Extract each line from the items below that contains the string "stone".

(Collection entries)
——
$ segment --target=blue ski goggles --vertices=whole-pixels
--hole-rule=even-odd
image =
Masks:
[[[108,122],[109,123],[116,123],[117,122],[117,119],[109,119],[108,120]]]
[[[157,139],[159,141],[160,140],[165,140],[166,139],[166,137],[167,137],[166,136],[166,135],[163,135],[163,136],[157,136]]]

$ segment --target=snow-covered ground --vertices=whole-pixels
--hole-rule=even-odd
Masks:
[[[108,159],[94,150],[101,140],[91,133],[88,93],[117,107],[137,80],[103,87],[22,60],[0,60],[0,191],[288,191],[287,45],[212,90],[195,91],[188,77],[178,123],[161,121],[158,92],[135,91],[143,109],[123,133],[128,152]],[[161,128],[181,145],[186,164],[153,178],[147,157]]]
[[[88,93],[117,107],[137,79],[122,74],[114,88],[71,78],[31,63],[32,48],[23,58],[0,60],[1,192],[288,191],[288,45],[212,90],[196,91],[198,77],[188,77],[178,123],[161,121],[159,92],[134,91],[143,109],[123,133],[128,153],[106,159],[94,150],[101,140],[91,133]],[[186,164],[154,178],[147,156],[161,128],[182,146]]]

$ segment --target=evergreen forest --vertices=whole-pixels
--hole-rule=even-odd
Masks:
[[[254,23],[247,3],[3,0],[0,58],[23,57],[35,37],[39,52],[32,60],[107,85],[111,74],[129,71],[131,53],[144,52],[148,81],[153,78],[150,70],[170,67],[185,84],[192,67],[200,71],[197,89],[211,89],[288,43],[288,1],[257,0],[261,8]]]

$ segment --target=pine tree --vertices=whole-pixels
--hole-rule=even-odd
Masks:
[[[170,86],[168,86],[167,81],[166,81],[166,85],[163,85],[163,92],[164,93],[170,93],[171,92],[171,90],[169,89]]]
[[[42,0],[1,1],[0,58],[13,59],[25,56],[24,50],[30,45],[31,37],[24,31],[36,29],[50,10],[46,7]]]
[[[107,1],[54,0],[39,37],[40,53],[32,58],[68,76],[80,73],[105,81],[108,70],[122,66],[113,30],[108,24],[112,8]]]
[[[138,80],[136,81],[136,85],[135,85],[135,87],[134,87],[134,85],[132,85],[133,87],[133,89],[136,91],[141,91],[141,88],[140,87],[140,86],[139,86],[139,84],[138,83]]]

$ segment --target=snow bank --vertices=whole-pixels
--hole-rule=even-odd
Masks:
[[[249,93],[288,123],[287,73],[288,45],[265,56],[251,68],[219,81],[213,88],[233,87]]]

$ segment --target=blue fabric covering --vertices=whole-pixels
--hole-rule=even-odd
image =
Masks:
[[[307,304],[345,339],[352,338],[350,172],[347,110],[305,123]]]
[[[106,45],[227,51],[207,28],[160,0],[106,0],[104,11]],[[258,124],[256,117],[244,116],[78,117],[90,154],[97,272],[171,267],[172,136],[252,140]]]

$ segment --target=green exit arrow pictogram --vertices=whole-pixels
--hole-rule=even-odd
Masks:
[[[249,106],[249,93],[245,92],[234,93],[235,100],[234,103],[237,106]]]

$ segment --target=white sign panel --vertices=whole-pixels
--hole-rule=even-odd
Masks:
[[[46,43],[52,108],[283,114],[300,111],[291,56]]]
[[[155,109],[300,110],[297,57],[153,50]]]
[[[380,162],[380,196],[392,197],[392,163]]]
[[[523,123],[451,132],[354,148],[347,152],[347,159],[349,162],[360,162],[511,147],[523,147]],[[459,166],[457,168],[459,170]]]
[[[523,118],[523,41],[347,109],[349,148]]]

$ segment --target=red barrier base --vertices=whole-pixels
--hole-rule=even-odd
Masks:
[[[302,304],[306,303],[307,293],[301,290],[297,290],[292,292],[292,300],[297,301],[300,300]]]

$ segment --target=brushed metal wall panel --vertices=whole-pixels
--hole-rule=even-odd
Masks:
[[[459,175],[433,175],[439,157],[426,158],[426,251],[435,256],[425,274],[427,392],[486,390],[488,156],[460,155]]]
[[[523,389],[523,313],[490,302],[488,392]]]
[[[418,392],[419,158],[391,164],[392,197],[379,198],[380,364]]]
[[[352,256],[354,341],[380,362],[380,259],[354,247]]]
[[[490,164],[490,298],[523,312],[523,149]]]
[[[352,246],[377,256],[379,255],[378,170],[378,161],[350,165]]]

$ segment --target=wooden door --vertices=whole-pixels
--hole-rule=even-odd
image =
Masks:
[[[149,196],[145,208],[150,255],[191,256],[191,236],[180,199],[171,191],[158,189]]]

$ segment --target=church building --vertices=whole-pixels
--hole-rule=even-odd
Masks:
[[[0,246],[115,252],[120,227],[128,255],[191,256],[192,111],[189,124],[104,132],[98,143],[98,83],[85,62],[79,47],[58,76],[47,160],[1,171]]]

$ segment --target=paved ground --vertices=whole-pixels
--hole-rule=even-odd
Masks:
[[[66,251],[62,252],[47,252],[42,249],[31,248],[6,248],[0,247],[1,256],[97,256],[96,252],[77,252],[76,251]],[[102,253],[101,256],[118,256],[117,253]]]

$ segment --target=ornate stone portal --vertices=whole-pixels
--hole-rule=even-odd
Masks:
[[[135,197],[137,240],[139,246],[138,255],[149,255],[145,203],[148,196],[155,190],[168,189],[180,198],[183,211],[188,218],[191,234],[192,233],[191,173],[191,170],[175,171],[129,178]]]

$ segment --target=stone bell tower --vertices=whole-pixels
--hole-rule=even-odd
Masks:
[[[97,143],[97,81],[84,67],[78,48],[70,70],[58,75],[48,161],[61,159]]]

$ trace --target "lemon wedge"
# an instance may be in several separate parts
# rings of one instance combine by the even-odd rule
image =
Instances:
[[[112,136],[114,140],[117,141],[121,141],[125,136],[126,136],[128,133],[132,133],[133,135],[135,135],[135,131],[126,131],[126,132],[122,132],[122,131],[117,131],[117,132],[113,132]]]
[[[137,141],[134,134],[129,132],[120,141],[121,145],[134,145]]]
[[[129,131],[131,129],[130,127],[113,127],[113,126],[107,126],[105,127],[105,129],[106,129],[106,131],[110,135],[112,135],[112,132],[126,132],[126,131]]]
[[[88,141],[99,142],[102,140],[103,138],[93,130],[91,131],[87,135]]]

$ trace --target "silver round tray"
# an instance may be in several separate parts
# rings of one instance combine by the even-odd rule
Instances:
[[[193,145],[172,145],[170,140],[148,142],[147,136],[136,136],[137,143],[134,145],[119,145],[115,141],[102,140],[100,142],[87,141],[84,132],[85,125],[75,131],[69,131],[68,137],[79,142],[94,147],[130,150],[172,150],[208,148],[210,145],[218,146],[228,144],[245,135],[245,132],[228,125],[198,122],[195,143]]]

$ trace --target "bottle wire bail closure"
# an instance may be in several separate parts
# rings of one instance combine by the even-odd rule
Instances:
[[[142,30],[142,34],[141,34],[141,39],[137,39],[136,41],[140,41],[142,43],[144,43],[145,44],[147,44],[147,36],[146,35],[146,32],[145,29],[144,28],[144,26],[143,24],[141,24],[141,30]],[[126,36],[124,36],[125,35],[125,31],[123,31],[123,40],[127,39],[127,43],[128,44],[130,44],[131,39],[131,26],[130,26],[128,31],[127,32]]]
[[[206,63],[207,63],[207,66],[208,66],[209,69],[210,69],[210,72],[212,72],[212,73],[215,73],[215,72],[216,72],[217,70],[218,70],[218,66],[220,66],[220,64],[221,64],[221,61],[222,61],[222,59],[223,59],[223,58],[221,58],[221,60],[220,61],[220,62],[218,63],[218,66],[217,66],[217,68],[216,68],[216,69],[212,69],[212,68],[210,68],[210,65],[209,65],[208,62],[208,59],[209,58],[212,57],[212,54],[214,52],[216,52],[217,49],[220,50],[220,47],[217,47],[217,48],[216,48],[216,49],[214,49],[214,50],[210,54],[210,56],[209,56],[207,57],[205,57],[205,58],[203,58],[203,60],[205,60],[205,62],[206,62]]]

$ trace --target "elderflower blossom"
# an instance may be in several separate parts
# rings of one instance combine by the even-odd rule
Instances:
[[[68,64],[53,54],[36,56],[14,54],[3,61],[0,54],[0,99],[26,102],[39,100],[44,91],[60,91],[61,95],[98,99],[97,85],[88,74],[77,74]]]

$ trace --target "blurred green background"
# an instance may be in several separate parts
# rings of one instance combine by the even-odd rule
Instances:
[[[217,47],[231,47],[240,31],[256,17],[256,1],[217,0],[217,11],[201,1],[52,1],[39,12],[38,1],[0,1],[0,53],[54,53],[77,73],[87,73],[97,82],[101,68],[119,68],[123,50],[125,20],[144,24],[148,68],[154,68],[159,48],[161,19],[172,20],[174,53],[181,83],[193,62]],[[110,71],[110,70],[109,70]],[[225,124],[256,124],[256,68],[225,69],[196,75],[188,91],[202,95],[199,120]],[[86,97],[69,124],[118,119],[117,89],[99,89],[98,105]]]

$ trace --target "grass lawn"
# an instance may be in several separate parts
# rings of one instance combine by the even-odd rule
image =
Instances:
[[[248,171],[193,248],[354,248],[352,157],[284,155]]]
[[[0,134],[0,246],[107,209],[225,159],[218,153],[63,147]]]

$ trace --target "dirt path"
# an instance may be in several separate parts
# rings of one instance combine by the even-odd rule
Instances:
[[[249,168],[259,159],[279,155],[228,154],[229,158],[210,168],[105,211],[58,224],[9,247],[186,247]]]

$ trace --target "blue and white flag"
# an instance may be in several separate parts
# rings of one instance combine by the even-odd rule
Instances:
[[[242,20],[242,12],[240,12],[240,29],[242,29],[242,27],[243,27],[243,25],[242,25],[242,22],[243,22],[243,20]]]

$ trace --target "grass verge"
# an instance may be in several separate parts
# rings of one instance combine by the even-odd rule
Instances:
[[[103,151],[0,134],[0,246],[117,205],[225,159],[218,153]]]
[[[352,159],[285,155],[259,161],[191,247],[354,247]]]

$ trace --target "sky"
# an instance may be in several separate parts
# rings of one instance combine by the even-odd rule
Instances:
——
Task response »
$ segment --target=ornate stone portal --vertices=whole-pixels
$ segment --target=stone bell tower --vertices=whole-pixels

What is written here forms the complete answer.